▶ **REQUIREMENT A**:
Answer these questions about the thread on getting into the zone:
(i) What kind of music does the commenter find helps with minor noises?
(ii) Which time span is offered as an example of a concentrated work period?
(iii) Besides traffic noise and the phone, what does the commenter say distracts them in reality?

--------------------------------------------------

Ask HN: What do you do to get into the "Zone"... - nuitblanche

....and how much time does it take to get there ?
Also do you use specific apps or specific processes to recall what you have done before ?
======
oceanician
You have to remove ALL distractions. Set yourself a time to do email, twitter,
HN, return client phone calls, then put then phone to answer phone, and turn
everything else off. Especially that growl thing. Close all windows that arn't
for your immediate bit of work.

An exception to this might be if you work to music. Personally I find a low
volume, vocaless music, helps you not get distracted by minor noises like
doors slamming in other offices or traffic passing by.

You have to have at least an outline plan of what you want to produce
beforehand - not the HOW, but having done some research before your high
productivity time definitely helps. Basically, get stuff queued up.

I think it helps to know that your concentrated period will end. For some this
would be a 25 minute timer, but I think something more like 2 hours is best.
Maybe 11 til 1. Then go for lunch for an hour, then do another 2-4 session. I
think knowing you'll stop and being doing something else during a break,
concentrates your mind on the job in hand, and it knows you don't have to
worry about lifes other things at the same time, as you can do them later.

I think I like the idea of pairing up with someone else who has also removed
distractions. Helping each other to keep momentum up, and every time something
unknown happens, doing the api lookup before the main coder needs it would be
awesome. Then switch the role over regularly.

hth. Just random thoughts really.

In reality most of the time I'm distracted by traffic noise, other people
chatting about other projects I've worked on when I'm trying to work on
another, people going off on tangents - probably because there's no allocated
time in the week for actual research & training. And the bloomin phone.

--------------------------------------------------

▶ **REQUIREMENT B**: Rewrite the records from their first line through the line containing "89 69 L 100", changing "in the shot" to "in the frame" and leaving all else unchanged. Give only those lines.

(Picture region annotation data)
--------------------------------------------------

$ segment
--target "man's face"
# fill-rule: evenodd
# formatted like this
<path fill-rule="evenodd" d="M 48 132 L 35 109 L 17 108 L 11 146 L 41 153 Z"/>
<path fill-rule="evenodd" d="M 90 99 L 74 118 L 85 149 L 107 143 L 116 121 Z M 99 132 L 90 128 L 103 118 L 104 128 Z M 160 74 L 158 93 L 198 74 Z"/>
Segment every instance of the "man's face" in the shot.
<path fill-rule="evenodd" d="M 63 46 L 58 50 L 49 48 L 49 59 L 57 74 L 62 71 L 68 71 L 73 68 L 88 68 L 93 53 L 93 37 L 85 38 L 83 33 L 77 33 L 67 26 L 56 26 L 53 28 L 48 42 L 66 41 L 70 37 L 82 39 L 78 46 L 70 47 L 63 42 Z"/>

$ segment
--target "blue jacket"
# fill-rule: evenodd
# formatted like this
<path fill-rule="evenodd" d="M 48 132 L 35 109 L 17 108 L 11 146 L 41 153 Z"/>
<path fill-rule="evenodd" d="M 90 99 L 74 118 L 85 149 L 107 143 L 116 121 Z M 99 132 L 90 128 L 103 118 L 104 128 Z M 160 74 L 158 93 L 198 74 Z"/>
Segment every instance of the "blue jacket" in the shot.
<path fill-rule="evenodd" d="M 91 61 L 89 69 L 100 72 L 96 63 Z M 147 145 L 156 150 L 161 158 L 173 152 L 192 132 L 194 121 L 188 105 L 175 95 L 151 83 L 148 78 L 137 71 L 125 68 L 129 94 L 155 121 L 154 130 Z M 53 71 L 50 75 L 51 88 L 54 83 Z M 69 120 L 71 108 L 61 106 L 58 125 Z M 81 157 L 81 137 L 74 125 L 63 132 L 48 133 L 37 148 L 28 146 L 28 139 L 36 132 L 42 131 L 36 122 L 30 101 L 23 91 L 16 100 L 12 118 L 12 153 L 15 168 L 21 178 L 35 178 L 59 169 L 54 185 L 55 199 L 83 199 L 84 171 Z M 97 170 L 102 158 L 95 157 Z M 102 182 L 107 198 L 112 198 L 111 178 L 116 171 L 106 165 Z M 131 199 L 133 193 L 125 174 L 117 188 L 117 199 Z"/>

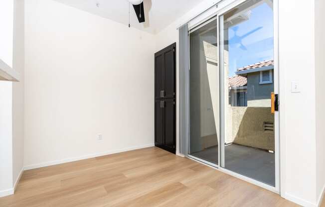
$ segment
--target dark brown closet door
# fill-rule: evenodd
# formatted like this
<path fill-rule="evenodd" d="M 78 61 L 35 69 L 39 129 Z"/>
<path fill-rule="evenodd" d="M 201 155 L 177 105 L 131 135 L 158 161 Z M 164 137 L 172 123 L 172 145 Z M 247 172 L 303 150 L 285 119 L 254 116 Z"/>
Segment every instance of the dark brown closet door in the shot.
<path fill-rule="evenodd" d="M 174 43 L 155 54 L 155 145 L 176 152 L 175 49 Z"/>

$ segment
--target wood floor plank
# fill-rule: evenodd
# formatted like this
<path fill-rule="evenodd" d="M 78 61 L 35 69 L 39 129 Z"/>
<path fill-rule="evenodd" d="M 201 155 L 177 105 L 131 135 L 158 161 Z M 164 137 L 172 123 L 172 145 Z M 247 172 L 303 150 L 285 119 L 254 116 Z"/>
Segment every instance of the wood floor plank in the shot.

--------------------------------------------------

▶ **FULL SOLUTION A**:
(i) Low-volume, vocaless music.
(ii) 11 til 1.
(iii) Other people chatting about other projects the commenter has worked on, and people going off on tangents.

▶ **FULL SOLUTION B**:
$ segment
--target "man's face"
# fill-rule: evenodd
# formatted like this
<path fill-rule="evenodd" d="M 48 132 L 35 109 L 17 108 L 11 146 L 41 153 Z"/>
<path fill-rule="evenodd" d="M 90 99 L 74 118 L 85 149 L 107 143 L 116 121 Z M 99 132 L 90 128 L 103 118 L 104 128 Z M 160 74 L 158 93 L 198 74 Z"/>
Segment every instance of the "man's face" in the frame.
<path fill-rule="evenodd" d="M 63 46 L 58 50 L 49 48 L 49 59 L 57 74 L 62 71 L 68 71 L 73 68 L 88 68 L 93 53 L 93 37 L 85 38 L 83 33 L 77 33 L 67 26 L 56 26 L 53 28 L 48 42 L 66 41 L 70 37 L 82 39 L 78 46 L 70 47 L 63 42 Z"/>

$ segment
--target "blue jacket"
# fill-rule: evenodd
# formatted like this
<path fill-rule="evenodd" d="M 48 132 L 35 109 L 17 108 L 11 146 L 41 153 Z"/>
<path fill-rule="evenodd" d="M 90 99 L 74 118 L 85 149 L 107 143 L 116 121 Z M 99 132 L 90 128 L 103 118 L 104 128 Z M 160 74 L 158 93 L 198 74 Z"/>
Segment every instance of the "blue jacket" in the frame.
<path fill-rule="evenodd" d="M 91 61 L 89 69 L 100 72 L 96 63 Z M 147 145 L 156 150 L 161 158 L 173 152 L 192 132 L 194 121 L 188 105 L 175 95 L 151 83 L 148 78 L 137 71 L 125 68 L 129 94 L 155 121 L 154 130 Z M 53 71 L 50 75 L 51 88 L 54 83 Z M 69 120 L 71 108 L 61 106 L 58 125 Z M 81 157 L 81 137 L 74 125 L 63 132 L 48 133 L 37 148 L 28 146 L 28 139 L 36 132 L 42 131 L 36 122 L 30 101 L 23 91 L 16 100 L 12 118 L 12 153 L 15 168 L 21 178 L 35 178 L 59 169 L 54 185 L 55 199 L 83 199 L 84 171 Z M 97 170 L 102 158 L 95 157 Z M 102 182 L 107 198 L 112 198 L 111 178 L 116 171 L 106 165 Z M 131 199 L 133 193 L 125 174 L 117 188 L 117 199 Z"/>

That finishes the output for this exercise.